Task item: Print every line below exactly. Skip the pictures.

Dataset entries
******************************

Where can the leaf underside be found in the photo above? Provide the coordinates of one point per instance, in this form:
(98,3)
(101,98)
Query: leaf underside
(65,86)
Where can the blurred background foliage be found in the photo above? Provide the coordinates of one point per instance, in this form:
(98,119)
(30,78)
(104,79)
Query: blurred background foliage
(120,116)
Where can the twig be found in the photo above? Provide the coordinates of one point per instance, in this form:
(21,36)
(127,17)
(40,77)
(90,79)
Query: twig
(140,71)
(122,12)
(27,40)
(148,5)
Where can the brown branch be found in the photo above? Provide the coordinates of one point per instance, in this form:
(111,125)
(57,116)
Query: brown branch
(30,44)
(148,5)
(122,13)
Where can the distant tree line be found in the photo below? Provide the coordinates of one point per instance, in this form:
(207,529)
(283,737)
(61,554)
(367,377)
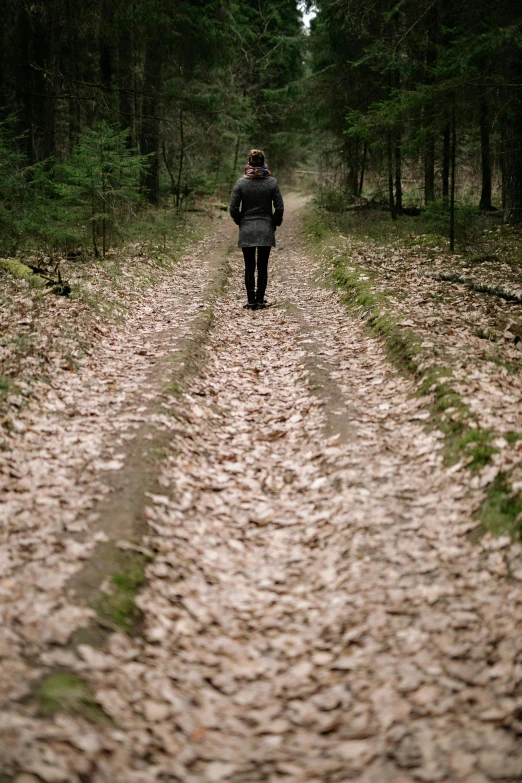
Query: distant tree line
(424,86)
(189,85)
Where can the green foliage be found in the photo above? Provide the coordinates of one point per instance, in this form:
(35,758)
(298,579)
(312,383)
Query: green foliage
(501,511)
(331,198)
(100,183)
(118,606)
(22,272)
(436,217)
(69,693)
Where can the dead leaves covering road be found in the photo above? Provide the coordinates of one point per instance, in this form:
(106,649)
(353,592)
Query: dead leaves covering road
(314,610)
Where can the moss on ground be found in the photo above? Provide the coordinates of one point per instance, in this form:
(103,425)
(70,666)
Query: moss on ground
(119,605)
(22,272)
(501,512)
(463,440)
(67,692)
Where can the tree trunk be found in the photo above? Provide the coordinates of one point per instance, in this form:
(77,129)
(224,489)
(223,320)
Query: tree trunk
(453,172)
(429,170)
(485,155)
(45,46)
(150,125)
(433,35)
(446,140)
(23,81)
(181,159)
(398,174)
(391,198)
(363,167)
(126,79)
(512,157)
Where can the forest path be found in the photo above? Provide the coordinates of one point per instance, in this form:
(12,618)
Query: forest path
(314,610)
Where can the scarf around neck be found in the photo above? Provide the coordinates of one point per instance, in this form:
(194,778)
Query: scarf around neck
(256,172)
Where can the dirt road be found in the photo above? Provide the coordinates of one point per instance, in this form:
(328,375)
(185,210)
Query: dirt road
(313,609)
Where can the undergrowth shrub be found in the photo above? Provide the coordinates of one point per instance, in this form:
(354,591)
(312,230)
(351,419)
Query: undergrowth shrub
(436,218)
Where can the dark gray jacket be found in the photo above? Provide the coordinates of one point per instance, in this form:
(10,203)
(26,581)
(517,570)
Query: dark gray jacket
(251,208)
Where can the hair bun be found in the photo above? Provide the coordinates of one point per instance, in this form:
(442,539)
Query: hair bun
(256,157)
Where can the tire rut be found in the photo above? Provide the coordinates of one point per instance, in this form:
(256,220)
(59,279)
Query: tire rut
(314,611)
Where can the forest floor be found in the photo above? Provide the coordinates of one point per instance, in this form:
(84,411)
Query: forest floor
(244,546)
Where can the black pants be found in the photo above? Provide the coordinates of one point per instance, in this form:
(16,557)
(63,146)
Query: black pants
(249,254)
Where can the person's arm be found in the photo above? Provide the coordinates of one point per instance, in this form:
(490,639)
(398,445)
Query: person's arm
(279,206)
(235,204)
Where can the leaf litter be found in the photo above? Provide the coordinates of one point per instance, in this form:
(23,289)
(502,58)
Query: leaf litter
(314,611)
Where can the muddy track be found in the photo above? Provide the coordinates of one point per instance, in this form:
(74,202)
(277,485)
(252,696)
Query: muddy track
(314,609)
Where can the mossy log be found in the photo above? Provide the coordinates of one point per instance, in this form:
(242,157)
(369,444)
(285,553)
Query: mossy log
(21,272)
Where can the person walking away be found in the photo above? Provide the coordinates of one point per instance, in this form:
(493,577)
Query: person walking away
(251,209)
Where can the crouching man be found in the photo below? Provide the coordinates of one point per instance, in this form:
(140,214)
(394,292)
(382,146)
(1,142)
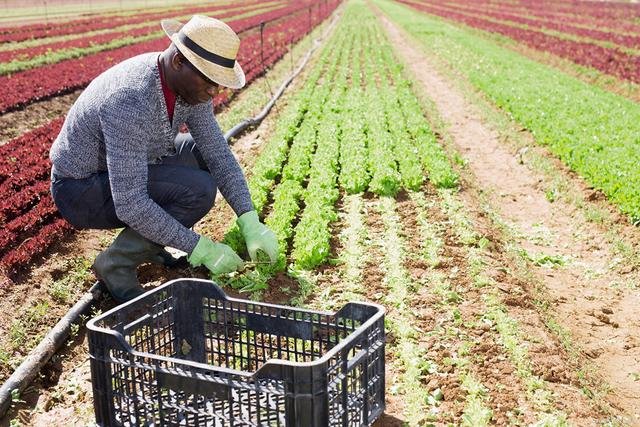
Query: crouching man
(119,160)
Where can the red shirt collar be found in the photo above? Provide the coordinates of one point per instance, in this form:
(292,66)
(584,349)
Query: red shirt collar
(169,96)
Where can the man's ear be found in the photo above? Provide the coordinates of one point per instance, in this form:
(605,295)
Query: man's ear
(177,61)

******************************

Reply to the exercise:
Where can the leaf underside be found in the photo above? Provide the coordinates of one point per instance, in this form:
(98,3)
(101,98)
Query: leaf underside
(65,86)
Where can the blurred background foliage be found in the photo above? Provide the coordinates of one point per instance, in this form:
(98,119)
(30,78)
(104,79)
Query: blurred background foliage
(120,116)
Where can the twig be found in the photo above? Provide the coordinates of one point per instance, in this form:
(21,36)
(127,17)
(40,77)
(90,79)
Query: twig
(140,71)
(122,12)
(27,40)
(148,5)
Where can the brown branch be found in the photo above? Provide the coordinates of one point per instance, in this form:
(111,125)
(57,116)
Query: brown branch
(30,44)
(148,5)
(122,13)
Where can the distant tree line be found in the photo below? Provide the coordinates of one point per instance, in this form:
(207,529)
(283,737)
(61,554)
(367,377)
Query: distant tree line
(424,86)
(189,85)
Where can the green foliage be found in the photo above? Provide the coordinates of one point per instance, in this form:
(35,758)
(298,579)
(312,383)
Query: green foliage
(501,511)
(331,198)
(100,183)
(118,606)
(22,272)
(436,217)
(69,693)
Where can the dead leaves covering road be found in the photo above? Provide the coordinates of one point per instance, in this form:
(106,649)
(353,592)
Query: dead leaves covering road
(314,610)
Where can the moss on ground be found in the photo above? Provide the coordinates of one point per instance, in this form:
(103,425)
(70,666)
Query: moss on ground
(119,605)
(22,272)
(501,512)
(463,440)
(67,692)
Where can the tree trunk be found in the photo above? Provide the coordinates of one point per instance, in this form:
(77,129)
(224,489)
(223,320)
Query: tree trunk
(453,172)
(429,170)
(485,155)
(45,46)
(150,125)
(433,35)
(446,140)
(23,81)
(181,159)
(398,174)
(391,198)
(363,167)
(126,79)
(512,157)
Where can the forest path be found in the photo above? Provide the coordinates of one point per instance, in this form:
(12,618)
Query: forest path
(314,610)
Where can the scarf around neck be found in the photo above? Provide the coordinates of one point per instance, in this form:
(194,778)
Query: scarf around neck
(256,172)
Where can the dirt road be found in the photo above? Provide the coordinates of one point per instance, in this form:
(328,375)
(185,210)
Query: dirt road
(313,609)
Where can the undergrowth shrub be found in the photo above? Provide the coordinates of one point per instance, in this form:
(354,591)
(312,230)
(351,419)
Query: undergrowth shrub
(436,218)
Where can the dark gray jacket be found in the photo above? Provide the coordinates of one point per instance, in this form:
(10,203)
(26,581)
(517,570)
Query: dark gray jacket
(251,208)
Where can the hair bun be found in the photo above? Provide the coordinates of one point per instance, in this form:
(442,539)
Query: hair bun
(256,157)
Where can the tire rut be found in the photo above? Provide the coordinates of one point per instance, in this form:
(256,220)
(59,279)
Query: tire rut
(314,611)
Where can the forest floor be found in the photo above? Provide the coordinates of one point per instance, in this form:
(84,411)
Query: forest floor
(244,546)
Where can the black pants be found in the photo above? Provide the coordinates of one point per instance, in this form:
(16,557)
(63,146)
Query: black pants
(249,254)
Where can the person's arm be found in the photo above? Provide the coordinates of one point per instance, in this form:
(490,639)
(398,445)
Query: person's arm
(279,206)
(235,204)
Where can the leaf litter be found in the photo above? Provide the coordinates of one point per instance, in this form:
(23,289)
(502,58)
Query: leaf litter
(314,611)
Where can the muddy track be found in the photo above? Provide the coordinates of one point per instance, in this form:
(74,202)
(277,485)
(252,696)
Query: muddy track
(314,609)
Where can the mossy log be found in the photo above? Provide the coordinates of one point per instance, in this form:
(242,157)
(369,444)
(285,553)
Query: mossy log
(21,272)
Where can the person walking away be found in the photo above? Provide the coordinates of one point per instance, in this form:
(493,577)
Query: person walking away
(251,209)
Where can the crouching man be found in the photo below? Provide the coordinates of one point per instance, in this form:
(140,214)
(394,292)
(382,146)
(1,142)
Query: crouching man
(119,160)
Where can the red shirt collar be found in the photo above? Provide the coordinates of one point per instance, in this form:
(292,66)
(584,349)
Query: red shirt collar
(169,96)
Where can the man's ear be found in the photo above? Provide the coordinates of one point per instance, in this form:
(605,295)
Query: man's ear
(177,61)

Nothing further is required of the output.